TASK REQUIREMENTS
The complete listing should be restated exactly.

DATA ROWS
══════════════════════════════
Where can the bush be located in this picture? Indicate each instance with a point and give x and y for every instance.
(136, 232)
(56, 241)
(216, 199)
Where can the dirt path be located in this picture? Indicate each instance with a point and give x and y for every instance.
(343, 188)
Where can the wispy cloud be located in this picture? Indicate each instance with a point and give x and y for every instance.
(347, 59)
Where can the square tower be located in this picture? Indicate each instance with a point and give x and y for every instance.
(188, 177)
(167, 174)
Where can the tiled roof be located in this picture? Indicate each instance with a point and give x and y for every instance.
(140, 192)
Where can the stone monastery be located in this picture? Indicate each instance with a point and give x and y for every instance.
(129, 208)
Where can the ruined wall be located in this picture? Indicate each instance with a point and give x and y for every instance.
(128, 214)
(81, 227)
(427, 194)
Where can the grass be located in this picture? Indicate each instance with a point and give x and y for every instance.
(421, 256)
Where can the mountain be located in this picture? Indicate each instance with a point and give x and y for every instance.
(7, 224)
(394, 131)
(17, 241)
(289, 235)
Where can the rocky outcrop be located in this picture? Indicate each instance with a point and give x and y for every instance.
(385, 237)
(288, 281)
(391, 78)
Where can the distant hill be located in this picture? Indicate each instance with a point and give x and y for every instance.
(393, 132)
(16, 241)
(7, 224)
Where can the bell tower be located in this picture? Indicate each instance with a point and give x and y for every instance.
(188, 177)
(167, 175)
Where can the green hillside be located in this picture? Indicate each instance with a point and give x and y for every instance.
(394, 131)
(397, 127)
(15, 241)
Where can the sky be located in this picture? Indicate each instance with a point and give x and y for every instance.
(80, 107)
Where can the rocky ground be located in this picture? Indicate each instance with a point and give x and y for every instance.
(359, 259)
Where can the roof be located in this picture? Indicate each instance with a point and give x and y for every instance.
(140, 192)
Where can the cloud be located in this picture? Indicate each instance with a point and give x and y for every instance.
══════════════════════════════
SOLVED PROBLEM
Where can the bush be located in this picture? Indicate each instance with a point and give x and y for every instance.
(136, 232)
(56, 241)
(216, 199)
Where can the dirt path be located in this picture? Indicate each instance with a point and give x and y for every instance.
(343, 188)
Where can the wispy cloud be located in this picture? Indicate each instance with a point and give x and y for every instance.
(347, 59)
Where can the square tower be located in this picture? Indicate each instance with a point and give x and y for every instance.
(188, 177)
(167, 174)
Where can the tiled roof be located in this picture? Indicate each instance with a point and give x and y for every instance.
(140, 192)
Where can the stone monastery be located in this picture? Indicate each instance with a point and give x and y for every instance.
(129, 208)
Where can the ruined wall be located in this picture? Indicate each instance with a point and give x and y for every instance.
(128, 214)
(81, 227)
(427, 194)
Where can the grass be located in this picture? Indicate each instance with a point and give x and y for every instance.
(421, 256)
Where can the mountain be located in this picture? Indicate each instance with a point and give x and y for every instance.
(7, 224)
(394, 131)
(17, 241)
(289, 235)
Where can the rocky outcrop be located in this picture? Indicate each instance with a point and give x and y for every instance.
(385, 237)
(288, 281)
(391, 78)
Where can the distant hill be located in this picture? Indicate each instance with a point and give x and y for every instance.
(393, 132)
(16, 241)
(7, 224)
Where can the bell tower be located in this picture? Indicate each instance with a point and give x and y for every instance.
(188, 177)
(167, 175)
Where can the green hillside be located in this picture? Indicate each instance with a point and give x and y for every instance.
(394, 131)
(397, 127)
(15, 241)
Where can the sky be located in this picture? Indicate each instance with a point and give x and y for every instance.
(80, 107)
Where can the rocky ground be located in this picture? Indicate each instance with a point and give x and y for every instance.
(359, 259)
Where can the roof be located in this picture? Indicate each instance with a point and give x and y for every instance.
(140, 192)
Where can the cloud be located in this picture? Indicate each instance with a point and give x and y for every instance.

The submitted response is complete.